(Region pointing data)
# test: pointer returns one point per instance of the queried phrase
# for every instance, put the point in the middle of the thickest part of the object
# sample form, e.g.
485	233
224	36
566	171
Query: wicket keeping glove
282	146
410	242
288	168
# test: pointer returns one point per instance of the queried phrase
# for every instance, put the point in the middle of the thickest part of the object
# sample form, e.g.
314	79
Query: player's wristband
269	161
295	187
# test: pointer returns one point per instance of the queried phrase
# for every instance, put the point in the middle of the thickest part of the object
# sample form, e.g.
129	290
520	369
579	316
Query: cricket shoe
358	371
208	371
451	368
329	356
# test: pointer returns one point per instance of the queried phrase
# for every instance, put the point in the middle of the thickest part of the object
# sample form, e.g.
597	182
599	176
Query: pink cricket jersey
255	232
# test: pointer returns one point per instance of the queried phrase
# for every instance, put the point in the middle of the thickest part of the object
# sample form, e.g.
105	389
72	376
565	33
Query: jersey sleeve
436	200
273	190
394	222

** Instructions to follow **
Only the lines from the one containing "Query: pink cricket jersey" to the end of the records should be repeated, exactly as they appear.

** Task output **
Query: pink cricket jersey
255	232
# test: pointer returns one point per instance of the queried phrase
# for every instance, put the point in the middle of the thickest part of the object
# sample form, e.g.
105	389
72	376
565	33
Query: jersey sleeve
436	200
273	190
394	222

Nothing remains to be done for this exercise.